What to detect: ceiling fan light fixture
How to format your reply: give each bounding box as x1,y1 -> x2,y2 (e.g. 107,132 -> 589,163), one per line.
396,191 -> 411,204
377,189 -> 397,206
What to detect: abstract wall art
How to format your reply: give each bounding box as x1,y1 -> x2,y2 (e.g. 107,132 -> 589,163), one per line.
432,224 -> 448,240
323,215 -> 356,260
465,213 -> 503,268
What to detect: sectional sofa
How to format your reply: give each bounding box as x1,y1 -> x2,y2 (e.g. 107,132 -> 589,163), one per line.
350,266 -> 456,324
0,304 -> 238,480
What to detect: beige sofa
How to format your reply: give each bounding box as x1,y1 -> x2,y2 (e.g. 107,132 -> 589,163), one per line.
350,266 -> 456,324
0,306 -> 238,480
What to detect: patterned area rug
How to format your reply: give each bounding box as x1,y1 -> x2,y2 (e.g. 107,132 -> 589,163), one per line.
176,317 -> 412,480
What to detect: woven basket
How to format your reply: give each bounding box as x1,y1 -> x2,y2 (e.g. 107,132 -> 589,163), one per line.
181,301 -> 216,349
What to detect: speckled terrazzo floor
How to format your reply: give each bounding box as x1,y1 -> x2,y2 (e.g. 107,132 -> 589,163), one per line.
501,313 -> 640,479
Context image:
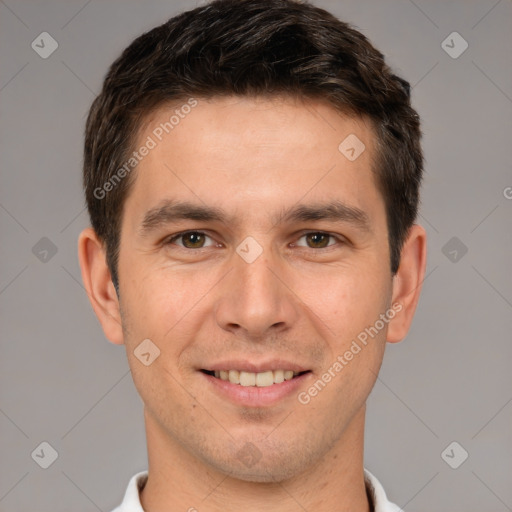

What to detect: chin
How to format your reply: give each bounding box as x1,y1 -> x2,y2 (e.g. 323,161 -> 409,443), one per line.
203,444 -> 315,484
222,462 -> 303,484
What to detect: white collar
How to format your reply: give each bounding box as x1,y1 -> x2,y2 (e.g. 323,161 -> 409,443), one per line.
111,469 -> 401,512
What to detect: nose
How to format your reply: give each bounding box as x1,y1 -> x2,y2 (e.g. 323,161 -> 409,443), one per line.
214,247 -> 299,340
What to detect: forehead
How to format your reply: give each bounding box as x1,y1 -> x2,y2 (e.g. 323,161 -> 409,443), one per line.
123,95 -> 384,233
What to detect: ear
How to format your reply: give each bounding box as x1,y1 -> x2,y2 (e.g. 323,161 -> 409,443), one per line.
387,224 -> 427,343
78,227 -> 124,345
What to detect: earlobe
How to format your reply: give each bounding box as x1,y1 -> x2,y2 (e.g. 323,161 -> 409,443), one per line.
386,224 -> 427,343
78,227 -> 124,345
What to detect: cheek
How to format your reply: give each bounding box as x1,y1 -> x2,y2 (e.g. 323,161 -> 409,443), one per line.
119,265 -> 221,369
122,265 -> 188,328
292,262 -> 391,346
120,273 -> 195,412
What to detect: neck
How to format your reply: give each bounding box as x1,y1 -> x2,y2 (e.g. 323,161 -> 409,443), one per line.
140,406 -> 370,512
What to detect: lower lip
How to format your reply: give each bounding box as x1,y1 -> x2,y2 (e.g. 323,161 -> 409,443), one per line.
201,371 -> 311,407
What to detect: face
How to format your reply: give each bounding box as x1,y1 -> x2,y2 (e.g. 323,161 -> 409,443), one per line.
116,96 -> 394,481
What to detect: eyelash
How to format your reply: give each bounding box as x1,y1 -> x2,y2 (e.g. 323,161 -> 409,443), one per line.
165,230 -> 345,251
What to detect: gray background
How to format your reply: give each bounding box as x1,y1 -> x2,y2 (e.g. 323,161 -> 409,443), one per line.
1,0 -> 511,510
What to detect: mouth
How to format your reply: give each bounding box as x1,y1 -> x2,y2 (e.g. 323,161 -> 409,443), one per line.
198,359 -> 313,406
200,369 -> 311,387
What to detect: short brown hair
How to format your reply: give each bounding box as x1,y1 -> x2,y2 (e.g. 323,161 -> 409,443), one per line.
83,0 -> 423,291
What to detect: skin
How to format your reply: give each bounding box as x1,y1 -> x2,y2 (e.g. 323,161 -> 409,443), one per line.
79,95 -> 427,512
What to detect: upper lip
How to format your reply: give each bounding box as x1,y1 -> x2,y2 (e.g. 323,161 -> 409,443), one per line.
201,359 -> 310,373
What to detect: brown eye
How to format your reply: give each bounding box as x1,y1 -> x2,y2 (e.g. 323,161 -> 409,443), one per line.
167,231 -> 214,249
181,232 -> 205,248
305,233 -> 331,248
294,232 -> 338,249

EXERCISE GOAL.
Go through the material and select each line with the string "brown" in it.

TASK ANSWER.
What to detect: short brown hair
What to detect: brown eye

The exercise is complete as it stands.